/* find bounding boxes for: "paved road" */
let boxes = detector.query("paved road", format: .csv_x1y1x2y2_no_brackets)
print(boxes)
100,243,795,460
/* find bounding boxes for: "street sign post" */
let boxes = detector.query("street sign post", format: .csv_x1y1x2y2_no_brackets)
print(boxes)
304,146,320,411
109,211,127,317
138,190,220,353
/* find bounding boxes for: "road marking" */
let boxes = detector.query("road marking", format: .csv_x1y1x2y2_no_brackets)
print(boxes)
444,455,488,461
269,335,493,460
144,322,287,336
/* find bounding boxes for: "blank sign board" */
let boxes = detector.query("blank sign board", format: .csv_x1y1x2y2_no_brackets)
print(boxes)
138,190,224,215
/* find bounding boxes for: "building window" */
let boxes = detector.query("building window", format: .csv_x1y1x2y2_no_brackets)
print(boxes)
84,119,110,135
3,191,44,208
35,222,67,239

WHAT TO PRODUCE →
Set down every line of the listing again, exactly.

TASK SOLUTION →
/* find bounding boxes for: "paved road" */
let boxes = detector.query("paved road", format: .csv_x1y1x2y2_no_brackets)
print(boxes)
100,243,795,460
/* find bounding boxes for: "street sign post" */
let boxes = detector.query("street sign post", format: .csv_x1y1x2y2_no_brackets)
print(boxes)
304,146,320,411
109,211,127,317
138,190,220,353
/* find bounding boxes for: "road marking" */
let boxes = detector.query("road marking", format: .csv_x1y1x2y2_no_brackets)
print(boxes)
444,455,488,461
269,335,493,460
144,322,287,336
/* find bounding boxes for: "blank sign board" */
let boxes = detector.query("blank sign board", format: .csv_x1y1x2y2_no_brackets)
print(boxes)
138,190,224,215
/* find bounding boxes for: "building window" */
let boxes = detector.query("building window", format: .csv_x1y1x2y2_no_brackets)
print(boxes)
84,119,110,135
3,191,44,208
35,222,67,239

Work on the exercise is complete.